_SET TASK_
Write out the passage of the court opinion from "Decision Date30 April" to "M. SMITH, Ch.", word for word.

_PAGE_
** BEGIN **

Lumpkin v. Wilson

Decision Date30 April 1871
Citation52 Tenn. 555
PartiesW. D. Lumpkin v. James Wilson et als.
CourtTennessee Supreme Court

OPINION TEXT STARTS HERE

FROM SHELBY.

Appeal from Chancery Court at Memphis. WM. M. SMITH, Ch.

HUMES, POSTON & WEBB for Complainant.

ESTES & JACKSON for Defendants.

SNEED, J., delivered the opinion of the Court.

The original bill was filed by Lumpkin, to have perfected his title to a lot of ground in Memphis, bought by him from James Wilson, as attorney in fact of Ruth Keene, who was the legal owner of four-tenths thereof, as tenant in common with the other heirs of John A. Wilson, deceased.

The cross bill was filed by the children of Ruth Keene, she being dead, insisting on their title to the said lot of ground, and praying to have the deed to it made by James Wilson, as attorney in fact of their mother, declared null, as a cloud on their title.

The parties entered of record an agreement as to the facts, of which the following present the questions involved in the controversy:

Ruth Keene owned four-tenths, and Mrs. Talbot one-tenth of the lot in dispute. About the 23d of July, 1867, each made and executed a power of attorney to James Wilson, one of which, viz.: that by Mrs. Talbot, is exhibited in the record, but that executed by Mrs. Keene, which is lost, was similar in tenor and effect to that executed by Mrs. Talbot.

These powers of attorney constituted James Wilson their attorney in fact, and empowered him to sell and dispose of their respective interests in the said real estate described in the bill, in such manner and upon such terms as is recited in the aforesaid power of attorney, from Sarah R. Talbot, and to carry the same as therein authorized.

Early in September, 1867, negotiations were commenced on the part of said James Wilson, with complainant, for the sale of the said interests of Mrs. Keene and Mrs. Talbot, and on the part of complainant with the other legal heirs of Dr. J. A. Wilson, for the purchase of their individual interests in said realty; and when conplainant had been satisfied by an examination of these said two powers of attorney by him and by his legal adviser, that said Wilson had full power to so dispose of these said interests, these negotiations were concluded on the 7th of September, 1867, by the purchase of these interests, and the execution of the conveyance from said Wilson to complainant, a copy of which is exhibited in the record.

After this deed was made and delivered, and before the powers of attorney were recorded, they were accidentally lost. Mrs. Talbot afterward came into possession of the one executed by her, and the same is produced and on file. The one executed by Mrs. Keene was never recovered.

Mrs. Keene and Mrs. Talbot both lived in Texas when the powers of attorney were made; the latter still lives there, and the former is dead, leaving complainants in the cross-bill her only heirs.

** END **

_RECORDS SUPPLIED_
** BEGIN **

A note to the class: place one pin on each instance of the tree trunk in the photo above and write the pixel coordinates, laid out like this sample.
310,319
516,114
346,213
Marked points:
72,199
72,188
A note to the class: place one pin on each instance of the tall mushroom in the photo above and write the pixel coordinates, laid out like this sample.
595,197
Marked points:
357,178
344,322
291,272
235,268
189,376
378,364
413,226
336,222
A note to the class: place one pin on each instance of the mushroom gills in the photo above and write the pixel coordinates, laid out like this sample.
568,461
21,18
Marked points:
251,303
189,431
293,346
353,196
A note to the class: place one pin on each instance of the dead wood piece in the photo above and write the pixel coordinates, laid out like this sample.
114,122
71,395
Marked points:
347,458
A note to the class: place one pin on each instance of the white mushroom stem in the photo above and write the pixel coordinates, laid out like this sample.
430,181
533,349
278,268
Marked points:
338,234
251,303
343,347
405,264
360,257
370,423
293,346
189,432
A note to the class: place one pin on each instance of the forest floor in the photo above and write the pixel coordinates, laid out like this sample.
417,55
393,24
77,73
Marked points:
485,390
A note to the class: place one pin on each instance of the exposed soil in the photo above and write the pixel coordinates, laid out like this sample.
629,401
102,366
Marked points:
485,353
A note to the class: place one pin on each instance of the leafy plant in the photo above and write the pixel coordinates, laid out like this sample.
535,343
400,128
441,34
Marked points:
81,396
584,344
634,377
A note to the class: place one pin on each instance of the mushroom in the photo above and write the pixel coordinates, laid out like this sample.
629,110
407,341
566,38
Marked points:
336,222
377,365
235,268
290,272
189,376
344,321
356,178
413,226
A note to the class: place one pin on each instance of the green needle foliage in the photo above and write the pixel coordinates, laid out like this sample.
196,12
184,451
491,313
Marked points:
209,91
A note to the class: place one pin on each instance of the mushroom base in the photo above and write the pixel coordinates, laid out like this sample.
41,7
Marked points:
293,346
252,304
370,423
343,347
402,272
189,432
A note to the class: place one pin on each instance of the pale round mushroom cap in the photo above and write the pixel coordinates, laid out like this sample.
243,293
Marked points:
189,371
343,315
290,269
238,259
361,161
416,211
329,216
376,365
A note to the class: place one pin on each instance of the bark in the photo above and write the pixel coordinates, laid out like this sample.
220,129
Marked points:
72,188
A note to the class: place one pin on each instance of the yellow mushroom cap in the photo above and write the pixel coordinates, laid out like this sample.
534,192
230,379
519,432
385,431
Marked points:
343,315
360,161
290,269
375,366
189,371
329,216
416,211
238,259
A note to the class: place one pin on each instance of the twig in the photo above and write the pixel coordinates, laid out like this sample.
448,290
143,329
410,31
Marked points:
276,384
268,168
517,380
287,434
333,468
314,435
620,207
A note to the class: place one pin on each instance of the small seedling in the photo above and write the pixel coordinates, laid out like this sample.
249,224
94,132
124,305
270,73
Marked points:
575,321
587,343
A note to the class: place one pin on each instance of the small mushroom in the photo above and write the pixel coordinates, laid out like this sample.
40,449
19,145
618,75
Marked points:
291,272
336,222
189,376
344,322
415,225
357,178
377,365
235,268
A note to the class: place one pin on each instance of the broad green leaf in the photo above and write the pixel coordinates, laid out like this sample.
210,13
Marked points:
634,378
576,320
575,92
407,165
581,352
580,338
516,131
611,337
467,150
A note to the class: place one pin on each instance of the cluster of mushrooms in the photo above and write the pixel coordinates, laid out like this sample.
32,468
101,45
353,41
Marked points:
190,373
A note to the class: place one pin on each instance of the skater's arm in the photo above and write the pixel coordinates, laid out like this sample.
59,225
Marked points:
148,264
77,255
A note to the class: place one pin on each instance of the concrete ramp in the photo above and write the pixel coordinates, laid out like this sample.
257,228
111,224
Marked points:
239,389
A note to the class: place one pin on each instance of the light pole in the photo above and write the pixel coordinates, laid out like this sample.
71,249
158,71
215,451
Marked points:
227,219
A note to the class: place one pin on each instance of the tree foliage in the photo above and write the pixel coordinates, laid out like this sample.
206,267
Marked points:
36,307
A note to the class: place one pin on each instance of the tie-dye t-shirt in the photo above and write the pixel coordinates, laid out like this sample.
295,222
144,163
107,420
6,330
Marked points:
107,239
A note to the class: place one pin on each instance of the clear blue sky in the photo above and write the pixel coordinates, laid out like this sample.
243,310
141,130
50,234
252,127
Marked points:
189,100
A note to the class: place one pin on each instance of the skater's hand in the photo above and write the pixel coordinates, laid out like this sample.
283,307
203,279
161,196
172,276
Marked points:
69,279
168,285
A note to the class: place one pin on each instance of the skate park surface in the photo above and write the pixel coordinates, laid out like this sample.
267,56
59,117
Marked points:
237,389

** END **

_COMPLETED EXERCISE_
Decision Date30 April 1871
Citation52 Tenn. 555
PartiesW. D. Lumpkin v. James Wilson et als.
CourtTennessee Supreme Court

OPINION TEXT STARTS HERE

FROM SHELBY.

Appeal from Chancery Court at Memphis. WM. M. SMITH, Ch.